■ Instructions for the task
Reproduce the listing verbatim, from its first line through the line containing "box: [64, 653, 109, 688]", with both of those lines included.

■ Provided material
───
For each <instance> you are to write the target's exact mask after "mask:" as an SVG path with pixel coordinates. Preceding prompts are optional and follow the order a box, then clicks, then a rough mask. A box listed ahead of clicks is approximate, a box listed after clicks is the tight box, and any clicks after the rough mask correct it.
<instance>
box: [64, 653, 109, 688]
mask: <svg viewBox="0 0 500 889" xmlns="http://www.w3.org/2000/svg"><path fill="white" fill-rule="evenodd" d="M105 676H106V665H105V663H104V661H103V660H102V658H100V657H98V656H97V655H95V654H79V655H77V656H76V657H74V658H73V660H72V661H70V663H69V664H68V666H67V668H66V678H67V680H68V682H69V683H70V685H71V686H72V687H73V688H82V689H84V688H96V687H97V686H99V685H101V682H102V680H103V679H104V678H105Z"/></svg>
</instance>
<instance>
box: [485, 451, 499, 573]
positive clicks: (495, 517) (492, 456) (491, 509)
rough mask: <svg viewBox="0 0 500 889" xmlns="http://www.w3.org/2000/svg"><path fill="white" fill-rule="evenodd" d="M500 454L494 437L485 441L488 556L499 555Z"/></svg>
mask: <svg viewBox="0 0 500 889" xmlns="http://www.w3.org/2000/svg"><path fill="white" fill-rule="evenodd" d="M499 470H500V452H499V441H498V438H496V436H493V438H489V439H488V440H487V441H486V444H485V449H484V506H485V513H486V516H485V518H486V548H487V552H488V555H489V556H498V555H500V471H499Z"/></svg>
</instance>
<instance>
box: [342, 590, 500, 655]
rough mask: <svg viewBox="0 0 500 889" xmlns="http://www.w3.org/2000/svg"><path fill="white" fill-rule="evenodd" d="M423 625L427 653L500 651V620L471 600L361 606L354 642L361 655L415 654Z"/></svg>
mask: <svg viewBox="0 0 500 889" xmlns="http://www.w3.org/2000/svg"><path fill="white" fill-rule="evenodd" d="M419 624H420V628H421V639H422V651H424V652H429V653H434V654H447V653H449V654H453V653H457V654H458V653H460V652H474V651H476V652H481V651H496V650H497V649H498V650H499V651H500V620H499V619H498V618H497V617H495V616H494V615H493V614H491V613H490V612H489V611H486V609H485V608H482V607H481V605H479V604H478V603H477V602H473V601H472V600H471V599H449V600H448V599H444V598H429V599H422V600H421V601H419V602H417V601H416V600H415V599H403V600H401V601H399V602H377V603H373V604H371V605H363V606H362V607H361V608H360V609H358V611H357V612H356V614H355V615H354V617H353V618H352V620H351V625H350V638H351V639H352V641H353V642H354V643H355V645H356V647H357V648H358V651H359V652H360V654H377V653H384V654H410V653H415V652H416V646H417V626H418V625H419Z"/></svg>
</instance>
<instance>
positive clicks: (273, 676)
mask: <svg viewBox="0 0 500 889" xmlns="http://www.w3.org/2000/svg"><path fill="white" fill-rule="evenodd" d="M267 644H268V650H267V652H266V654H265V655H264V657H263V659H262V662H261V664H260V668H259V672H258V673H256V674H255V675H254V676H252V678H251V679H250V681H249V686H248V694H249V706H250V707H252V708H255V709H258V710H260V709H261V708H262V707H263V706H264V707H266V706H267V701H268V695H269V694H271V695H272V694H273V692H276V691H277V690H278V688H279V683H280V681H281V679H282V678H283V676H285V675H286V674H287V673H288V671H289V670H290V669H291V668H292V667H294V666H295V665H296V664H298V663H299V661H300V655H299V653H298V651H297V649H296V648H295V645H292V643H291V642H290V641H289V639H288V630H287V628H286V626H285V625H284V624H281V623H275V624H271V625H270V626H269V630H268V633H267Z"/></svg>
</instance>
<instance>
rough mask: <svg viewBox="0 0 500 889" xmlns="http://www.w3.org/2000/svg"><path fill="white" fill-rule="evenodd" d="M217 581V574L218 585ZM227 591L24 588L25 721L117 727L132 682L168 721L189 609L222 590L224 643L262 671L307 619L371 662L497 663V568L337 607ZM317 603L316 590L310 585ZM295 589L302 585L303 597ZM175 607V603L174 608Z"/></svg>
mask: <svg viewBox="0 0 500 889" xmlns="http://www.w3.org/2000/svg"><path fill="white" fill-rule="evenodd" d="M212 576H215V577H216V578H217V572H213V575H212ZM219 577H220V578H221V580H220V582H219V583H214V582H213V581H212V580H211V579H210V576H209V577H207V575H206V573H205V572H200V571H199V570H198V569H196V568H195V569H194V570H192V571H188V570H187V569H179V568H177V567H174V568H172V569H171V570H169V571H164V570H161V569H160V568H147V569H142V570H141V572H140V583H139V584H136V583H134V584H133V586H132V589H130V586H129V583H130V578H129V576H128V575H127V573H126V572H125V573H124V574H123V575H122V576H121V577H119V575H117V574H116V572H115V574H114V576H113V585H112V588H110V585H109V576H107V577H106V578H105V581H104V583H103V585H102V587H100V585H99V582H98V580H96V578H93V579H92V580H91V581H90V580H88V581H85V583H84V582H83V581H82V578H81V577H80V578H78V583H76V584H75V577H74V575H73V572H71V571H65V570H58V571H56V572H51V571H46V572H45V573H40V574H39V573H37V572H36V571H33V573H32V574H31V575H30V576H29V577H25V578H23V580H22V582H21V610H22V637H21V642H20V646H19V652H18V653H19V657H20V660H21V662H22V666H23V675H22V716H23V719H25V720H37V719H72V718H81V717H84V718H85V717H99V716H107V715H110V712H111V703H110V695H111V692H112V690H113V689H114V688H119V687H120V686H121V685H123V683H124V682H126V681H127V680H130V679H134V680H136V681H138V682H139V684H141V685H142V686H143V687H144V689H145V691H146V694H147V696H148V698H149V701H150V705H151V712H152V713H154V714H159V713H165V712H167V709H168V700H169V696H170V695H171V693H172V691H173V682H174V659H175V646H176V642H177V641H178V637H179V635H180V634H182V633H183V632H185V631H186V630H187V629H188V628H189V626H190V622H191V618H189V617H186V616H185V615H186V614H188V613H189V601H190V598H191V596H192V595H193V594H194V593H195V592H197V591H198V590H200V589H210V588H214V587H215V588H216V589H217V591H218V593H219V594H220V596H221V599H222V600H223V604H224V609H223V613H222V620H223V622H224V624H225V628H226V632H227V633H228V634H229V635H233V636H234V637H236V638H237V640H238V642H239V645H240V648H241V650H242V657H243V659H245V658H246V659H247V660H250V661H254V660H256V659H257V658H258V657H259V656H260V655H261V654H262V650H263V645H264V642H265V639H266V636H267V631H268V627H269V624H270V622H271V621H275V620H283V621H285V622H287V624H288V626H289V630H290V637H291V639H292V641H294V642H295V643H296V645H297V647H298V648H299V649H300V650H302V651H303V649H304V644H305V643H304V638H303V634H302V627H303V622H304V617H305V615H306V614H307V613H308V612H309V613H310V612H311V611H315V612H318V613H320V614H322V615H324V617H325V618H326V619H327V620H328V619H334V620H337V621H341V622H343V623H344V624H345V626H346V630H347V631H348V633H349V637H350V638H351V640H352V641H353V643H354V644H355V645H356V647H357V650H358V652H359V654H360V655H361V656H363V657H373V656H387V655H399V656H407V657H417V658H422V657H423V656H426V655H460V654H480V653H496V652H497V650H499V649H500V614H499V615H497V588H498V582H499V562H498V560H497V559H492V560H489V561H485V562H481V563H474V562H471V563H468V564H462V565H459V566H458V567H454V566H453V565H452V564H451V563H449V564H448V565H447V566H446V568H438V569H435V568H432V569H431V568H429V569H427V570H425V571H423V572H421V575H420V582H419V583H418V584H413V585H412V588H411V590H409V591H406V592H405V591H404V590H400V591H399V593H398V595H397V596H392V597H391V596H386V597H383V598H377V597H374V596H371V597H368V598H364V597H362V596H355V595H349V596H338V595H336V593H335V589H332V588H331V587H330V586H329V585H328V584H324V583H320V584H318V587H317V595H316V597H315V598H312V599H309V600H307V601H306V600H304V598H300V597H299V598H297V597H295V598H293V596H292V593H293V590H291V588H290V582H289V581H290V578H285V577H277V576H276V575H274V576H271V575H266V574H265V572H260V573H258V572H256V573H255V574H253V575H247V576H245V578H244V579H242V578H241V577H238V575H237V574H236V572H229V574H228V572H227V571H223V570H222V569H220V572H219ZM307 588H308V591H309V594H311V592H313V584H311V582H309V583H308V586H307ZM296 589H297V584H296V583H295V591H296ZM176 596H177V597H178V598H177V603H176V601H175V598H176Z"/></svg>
───
■ Result below
For each <instance> you are to write the target's exact mask after "mask:" as an SVG path with pixel coordinates. Preceding prompts are optional and follow the order a box, then clicks, then a rough mask. A box listed ahead of clicks is approximate, a box listed after clicks is the tight box, and any clicks after the rough mask correct it.
<instance>
box: [64, 653, 109, 688]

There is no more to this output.